Acórdão nº 5834/20.7T8LRS.L1-7 de Tribunal da Relação de Lisboa, 2023-07-04

Data de Julgamento04 Julho 2023
Ano2023
Número Acordão5834/20.7T8LRS.L1-7
ÓrgãoTribunal da Relação de Lisboa
Acordam os Juízes na 7ª Secção do Tribunal da Relação de Lisboa:

RELATÓRIO

PP, S. A. intentou contra ME, Lda. ação declarativa, com processo comum, pedindo a condenação da Ré no pagamento da quantia de €158.122,49 correspondente ao custo da reparação e reposição da fração que lhe arrendou no estado em que lhe devia ter sido entregue e €8.000 a título de indemnização por lucros cessantes.
Subsidiariamente, para o caso de improcedência do primeiro pedido requereu a condenação da demandada a proceder, a expensas suas, à reparação e reposição do estado da fração arrendada.
Para tanto, com interesse, alegou que, pelo prazo de 5 anos, com início em 1.5.2014, contra o pagamento da renda mensal de €2.000, arrendou à Ré a loja que identifica na petição. A demandada aceitou a loja no estado em que então se encontrava, comprometendo-se a conservá-la e a mantê-la em boas condições de conservação e limpeza e a, uma vez findo o contrato com exceção do executado com materiais amovíveis, deixar no espaço as obras, benfeitorias, instalações e construções que fizesse no imóvel, as quais seriam pertença da demandante.

#### [CONJUNTO DE DADOS]
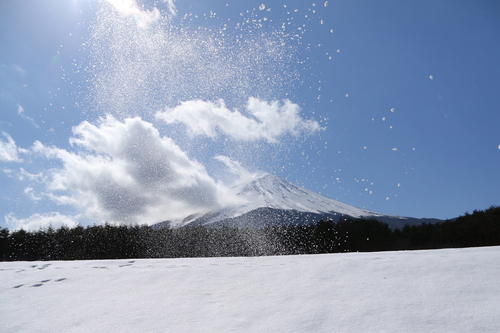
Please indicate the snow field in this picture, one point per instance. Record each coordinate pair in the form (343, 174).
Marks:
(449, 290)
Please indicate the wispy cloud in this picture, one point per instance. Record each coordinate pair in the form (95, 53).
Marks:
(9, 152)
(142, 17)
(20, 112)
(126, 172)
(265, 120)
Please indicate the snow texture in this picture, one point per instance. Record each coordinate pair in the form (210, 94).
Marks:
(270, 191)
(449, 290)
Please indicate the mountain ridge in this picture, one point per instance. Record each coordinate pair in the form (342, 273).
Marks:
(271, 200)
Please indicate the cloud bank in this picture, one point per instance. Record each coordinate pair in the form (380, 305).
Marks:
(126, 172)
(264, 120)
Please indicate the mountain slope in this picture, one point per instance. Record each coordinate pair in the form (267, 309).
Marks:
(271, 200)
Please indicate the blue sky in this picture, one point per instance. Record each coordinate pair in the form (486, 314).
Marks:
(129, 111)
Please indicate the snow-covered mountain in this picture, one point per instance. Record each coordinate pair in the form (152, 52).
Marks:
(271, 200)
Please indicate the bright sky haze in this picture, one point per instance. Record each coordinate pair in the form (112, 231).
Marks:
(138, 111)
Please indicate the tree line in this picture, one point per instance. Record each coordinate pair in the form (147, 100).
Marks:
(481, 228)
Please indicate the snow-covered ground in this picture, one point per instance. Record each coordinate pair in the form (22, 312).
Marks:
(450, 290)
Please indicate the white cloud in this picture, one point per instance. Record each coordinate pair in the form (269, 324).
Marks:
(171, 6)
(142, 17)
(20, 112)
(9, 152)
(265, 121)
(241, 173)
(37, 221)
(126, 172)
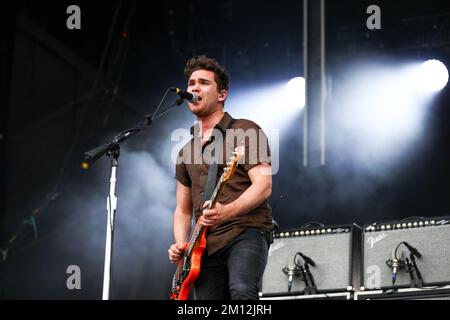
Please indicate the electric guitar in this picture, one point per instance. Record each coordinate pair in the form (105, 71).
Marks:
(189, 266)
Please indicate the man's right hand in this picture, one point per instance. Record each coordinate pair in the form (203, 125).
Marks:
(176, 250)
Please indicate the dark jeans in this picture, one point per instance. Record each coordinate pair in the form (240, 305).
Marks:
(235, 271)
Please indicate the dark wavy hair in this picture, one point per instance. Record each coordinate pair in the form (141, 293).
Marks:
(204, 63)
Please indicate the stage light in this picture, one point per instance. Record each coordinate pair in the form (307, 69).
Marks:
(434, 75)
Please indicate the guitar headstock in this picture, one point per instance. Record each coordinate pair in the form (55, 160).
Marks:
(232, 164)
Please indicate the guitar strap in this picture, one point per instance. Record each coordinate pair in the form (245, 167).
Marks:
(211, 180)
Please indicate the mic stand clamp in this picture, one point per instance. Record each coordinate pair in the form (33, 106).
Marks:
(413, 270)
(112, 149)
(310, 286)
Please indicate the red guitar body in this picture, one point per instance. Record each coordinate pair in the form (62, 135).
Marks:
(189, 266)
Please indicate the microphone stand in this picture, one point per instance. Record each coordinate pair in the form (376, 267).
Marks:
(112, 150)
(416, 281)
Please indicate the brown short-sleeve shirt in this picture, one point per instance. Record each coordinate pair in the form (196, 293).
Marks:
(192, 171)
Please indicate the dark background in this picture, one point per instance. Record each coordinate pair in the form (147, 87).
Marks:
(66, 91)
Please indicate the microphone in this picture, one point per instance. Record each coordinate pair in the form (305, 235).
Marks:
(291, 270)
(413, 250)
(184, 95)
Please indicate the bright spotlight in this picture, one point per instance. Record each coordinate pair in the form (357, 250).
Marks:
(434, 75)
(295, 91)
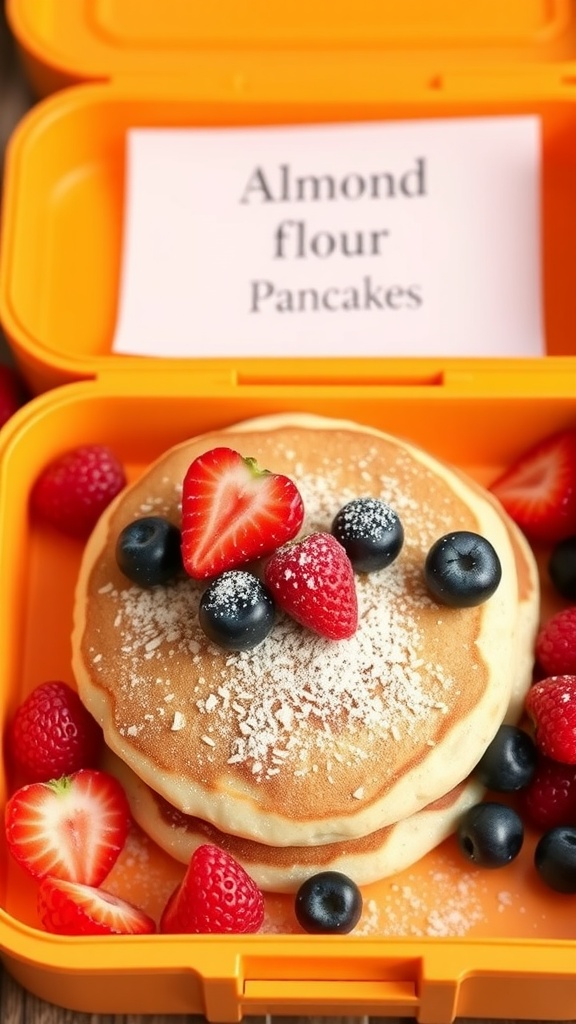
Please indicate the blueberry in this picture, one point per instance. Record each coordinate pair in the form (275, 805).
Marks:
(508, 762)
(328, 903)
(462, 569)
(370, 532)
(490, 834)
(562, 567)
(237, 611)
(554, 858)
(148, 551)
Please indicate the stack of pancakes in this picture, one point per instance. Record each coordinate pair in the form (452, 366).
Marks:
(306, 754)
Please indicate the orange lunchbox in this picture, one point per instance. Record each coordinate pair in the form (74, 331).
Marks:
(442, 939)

#### [OBJETIVOS]
A. Com base no acórdão, responda:
(i) Qual era o valor da renda mensal da loja arrendada?
(ii) Em que data teve início o prazo do arrendamento?
(iii) Que quantia foi pedida a título de indemnização por lucros cessantes?
B. Copie do acórdão o trecho que começa em "PP, S. A. intentou" e termina em "por lucros cessantes.".

#### [TAREFAS RESOLVIDAS]
A.
(i) €2.000
(ii) 1.5.2014
(iii) €8.000

B.
PP, S. A. intentou contra ME, Lda. ação declarativa, com processo comum, pedindo a condenação da Ré no pagamento da quantia de €158.122,49 correspondente ao custo da reparação e reposição da fração que lhe arrendou no estado em que lhe devia ter sido entregue e €8.000 a título de indemnização por lucros cessantes.